• **What you have to do**: Identify each line in the entries below that contains the string "post", with case counting, and copy every such line.

• **Supplied data**:
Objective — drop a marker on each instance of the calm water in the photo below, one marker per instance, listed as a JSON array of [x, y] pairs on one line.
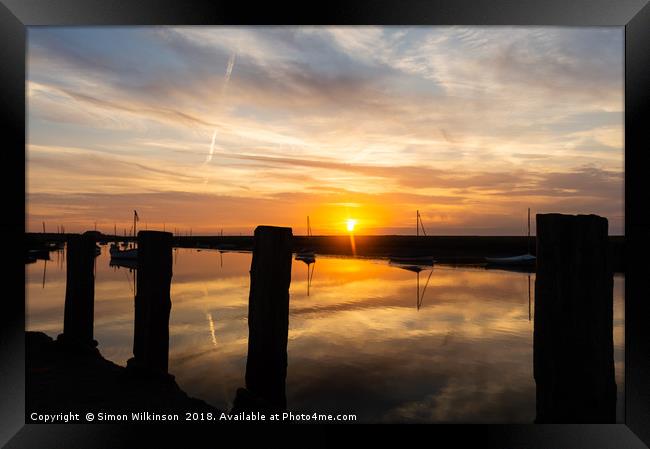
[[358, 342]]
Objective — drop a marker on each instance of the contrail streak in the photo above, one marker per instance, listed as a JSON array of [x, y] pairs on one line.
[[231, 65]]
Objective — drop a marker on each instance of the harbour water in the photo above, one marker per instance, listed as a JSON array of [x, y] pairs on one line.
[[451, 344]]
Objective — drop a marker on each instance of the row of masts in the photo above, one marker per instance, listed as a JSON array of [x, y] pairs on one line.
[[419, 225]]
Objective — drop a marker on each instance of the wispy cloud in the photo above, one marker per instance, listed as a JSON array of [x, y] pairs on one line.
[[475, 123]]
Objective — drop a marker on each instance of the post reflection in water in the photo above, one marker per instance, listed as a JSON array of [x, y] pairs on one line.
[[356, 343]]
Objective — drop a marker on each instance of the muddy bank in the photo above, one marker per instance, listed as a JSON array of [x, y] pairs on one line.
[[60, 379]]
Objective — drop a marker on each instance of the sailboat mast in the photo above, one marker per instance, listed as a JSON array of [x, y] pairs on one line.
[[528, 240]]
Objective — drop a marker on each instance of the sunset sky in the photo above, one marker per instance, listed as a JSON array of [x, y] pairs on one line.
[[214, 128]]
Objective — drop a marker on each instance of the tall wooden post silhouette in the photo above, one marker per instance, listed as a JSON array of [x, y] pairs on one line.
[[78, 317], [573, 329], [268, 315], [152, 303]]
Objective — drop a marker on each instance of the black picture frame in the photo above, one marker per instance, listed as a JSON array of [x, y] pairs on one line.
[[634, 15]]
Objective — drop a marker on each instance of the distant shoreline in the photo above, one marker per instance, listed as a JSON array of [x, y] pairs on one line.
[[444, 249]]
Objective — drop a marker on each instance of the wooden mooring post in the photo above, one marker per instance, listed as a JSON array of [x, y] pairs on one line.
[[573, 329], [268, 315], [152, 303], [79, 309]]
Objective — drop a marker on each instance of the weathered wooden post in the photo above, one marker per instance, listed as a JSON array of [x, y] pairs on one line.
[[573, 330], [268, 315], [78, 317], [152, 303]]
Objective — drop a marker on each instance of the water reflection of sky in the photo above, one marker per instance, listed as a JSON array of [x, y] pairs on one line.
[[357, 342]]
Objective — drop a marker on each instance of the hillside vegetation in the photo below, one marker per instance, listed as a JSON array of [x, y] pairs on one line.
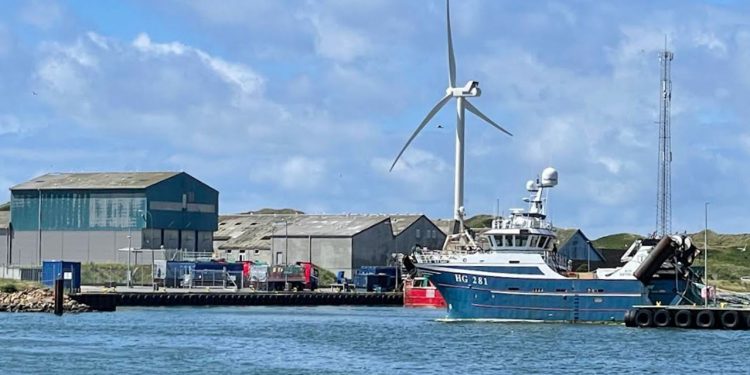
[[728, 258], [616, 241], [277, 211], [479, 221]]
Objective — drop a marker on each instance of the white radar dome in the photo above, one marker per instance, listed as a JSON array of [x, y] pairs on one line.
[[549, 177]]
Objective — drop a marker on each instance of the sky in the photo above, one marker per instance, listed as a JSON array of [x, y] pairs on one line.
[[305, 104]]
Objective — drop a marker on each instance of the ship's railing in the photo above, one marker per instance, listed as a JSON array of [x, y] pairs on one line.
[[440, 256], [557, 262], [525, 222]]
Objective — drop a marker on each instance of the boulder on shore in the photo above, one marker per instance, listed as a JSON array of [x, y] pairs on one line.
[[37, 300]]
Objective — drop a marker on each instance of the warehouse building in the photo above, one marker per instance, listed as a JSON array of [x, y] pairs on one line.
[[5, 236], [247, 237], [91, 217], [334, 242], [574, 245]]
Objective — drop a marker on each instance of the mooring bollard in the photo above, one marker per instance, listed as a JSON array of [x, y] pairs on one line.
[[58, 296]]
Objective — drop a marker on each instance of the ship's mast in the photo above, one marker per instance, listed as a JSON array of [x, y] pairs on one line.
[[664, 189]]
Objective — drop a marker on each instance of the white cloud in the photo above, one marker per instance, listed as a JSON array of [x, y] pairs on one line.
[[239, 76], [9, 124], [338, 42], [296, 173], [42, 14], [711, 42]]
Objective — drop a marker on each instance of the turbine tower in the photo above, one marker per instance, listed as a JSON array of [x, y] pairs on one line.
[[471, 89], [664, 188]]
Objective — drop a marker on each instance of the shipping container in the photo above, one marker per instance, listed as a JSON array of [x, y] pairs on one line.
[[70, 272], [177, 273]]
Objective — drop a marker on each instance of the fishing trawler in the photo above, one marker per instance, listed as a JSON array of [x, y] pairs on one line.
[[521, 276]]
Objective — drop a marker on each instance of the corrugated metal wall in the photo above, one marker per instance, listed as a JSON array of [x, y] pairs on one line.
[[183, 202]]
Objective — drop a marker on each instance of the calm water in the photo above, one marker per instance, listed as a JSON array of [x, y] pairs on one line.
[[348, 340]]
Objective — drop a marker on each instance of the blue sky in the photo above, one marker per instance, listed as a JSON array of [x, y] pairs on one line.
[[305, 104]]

--

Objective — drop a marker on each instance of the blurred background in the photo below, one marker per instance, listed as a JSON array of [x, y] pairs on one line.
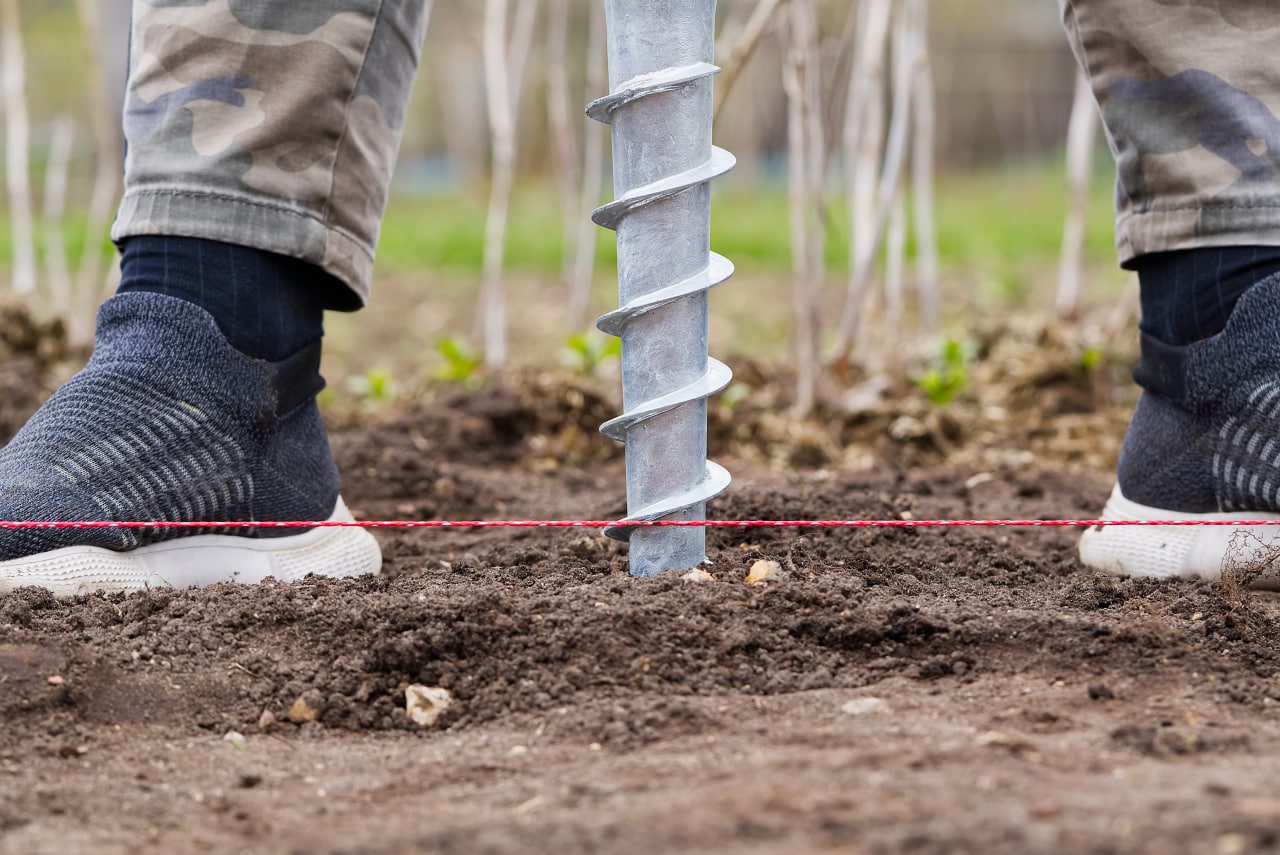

...

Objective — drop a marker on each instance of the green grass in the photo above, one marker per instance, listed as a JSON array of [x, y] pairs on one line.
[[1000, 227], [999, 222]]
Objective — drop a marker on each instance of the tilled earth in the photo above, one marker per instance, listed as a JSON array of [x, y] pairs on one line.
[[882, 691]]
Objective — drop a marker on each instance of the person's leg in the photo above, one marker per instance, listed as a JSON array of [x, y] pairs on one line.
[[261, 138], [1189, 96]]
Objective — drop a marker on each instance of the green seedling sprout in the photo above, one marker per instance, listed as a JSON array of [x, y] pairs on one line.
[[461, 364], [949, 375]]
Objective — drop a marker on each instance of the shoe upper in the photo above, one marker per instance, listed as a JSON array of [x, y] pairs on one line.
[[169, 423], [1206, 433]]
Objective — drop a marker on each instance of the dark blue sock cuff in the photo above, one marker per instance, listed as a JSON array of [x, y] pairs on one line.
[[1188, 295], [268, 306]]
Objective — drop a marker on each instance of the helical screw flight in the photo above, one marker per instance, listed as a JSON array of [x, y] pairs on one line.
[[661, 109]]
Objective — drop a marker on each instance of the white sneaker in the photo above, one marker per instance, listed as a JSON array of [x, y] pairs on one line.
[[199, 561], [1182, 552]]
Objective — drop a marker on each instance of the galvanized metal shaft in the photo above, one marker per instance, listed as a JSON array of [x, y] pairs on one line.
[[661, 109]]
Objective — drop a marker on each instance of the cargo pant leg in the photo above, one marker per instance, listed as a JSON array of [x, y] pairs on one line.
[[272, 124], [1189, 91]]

• **Solution**:
Objective — drop a marker on each instance of the post reflection in water in the photo above, one marker per instance, listed as a JSON array of [x, y] pairs on one line.
Objective — drop a marker on each instance of the tall wooden post silhouette in the photo above, one marker per instance, listed as a JSON array of [x, y] pairs on one line.
Objective — drop a marker on each instance of the wooden mooring post in the photo above, one marker per instance, listed as a JSON array of [x, y] pairs on one line.
Objective — drop a marker on each instance of the weathered wooden post in the photo above, one marker per instance, listed as a JSON array of [x, y] pairs on one line.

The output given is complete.